▸ **Quoted passage**
PicklingError on compute with HyperbandSearchCV #549

fonnesbeck · 2019-10-01T23:19:23Z

I'm attempting to do a hyperparameter search using HyperbandSearchCV on a PyTorch model that has been wrapped with skorch, but am running into a failure when I call fit:

Exception: PicklingError("Can't pickle <class '__main__.DNNRegressor'>: it's not the same object as __main__.DNNRegressor")

The exception does not seem to make sense.

My model is a subclass of torch.nn.Module that is just a deep neural network regressor, and this has been wrapped by a skorch NeuralNetRegressor as follows

dnnr = NeuralNetRegressor(
    module=DNNRegressor,
    module__n_feature=len(NUMERIC_COLUMNS),
    module__n_hidden=128,
    module__n_output=1,
    module__dropout_rate=0.5,
    criterion=torch.nn.MSELoss,
    device=device
)

Any obvious reason for this to be happening?

Running dask_ml 1.0.0, skorch 0.6.0 and pytorch 1.1.0 on a GCS instance.

The text was updated successfully, but these errors were encountered:

stsievert · 2019-10-02T00:43:03Z

That looks like an error unclear definitions, and Python doesn't know what to pickle. Here's a good SO question: https://stackoverflow.com/questions/1412787/picklingerror-cant-pickle-class-decimal-decimal-its-not-the-same-object

Basically, either remove the %load_ext; %autoreload 2 in the notebook or put the definition of DNNRegressor in a separate module/Python file.

I'd be surprised if this is an issue with skorch: https://skorch.readthedocs.io/en/stable/user/save_load.html

TomAugspurger · 2019-10-16T19:01:13Z

@fonnesbeck have you had a chance to look into this again? I was recently able to use HyperbandSearchCV with Skorch.

▸ **Tasks to carry out**
A - In the thread about the HyperbandSearchCV pickling error, which versions of dask_ml, skorch and pytorch were being run?
B - Rewrite the data listing, substituting "clear sky" for "blue sky" and leaving everything else unchanged.
The thread above and the listing below come from separate, unrelated sources.

[Data listing]
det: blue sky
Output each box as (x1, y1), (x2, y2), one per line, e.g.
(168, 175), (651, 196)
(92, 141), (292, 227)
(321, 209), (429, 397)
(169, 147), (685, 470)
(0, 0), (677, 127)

▸ **Task solutions**
A - dask_ml 1.0.0, skorch 0.6.0 and pytorch 1.1.0.

B -
det: clear sky
Output each box as (x1, y1), (x2, y2), one per line, e.g.
(168, 175), (651, 196)
(92, 141), (292, 227)
(321, 209), (429, 397)
(169, 147), (685, 470)
(0, 0), (677, 127)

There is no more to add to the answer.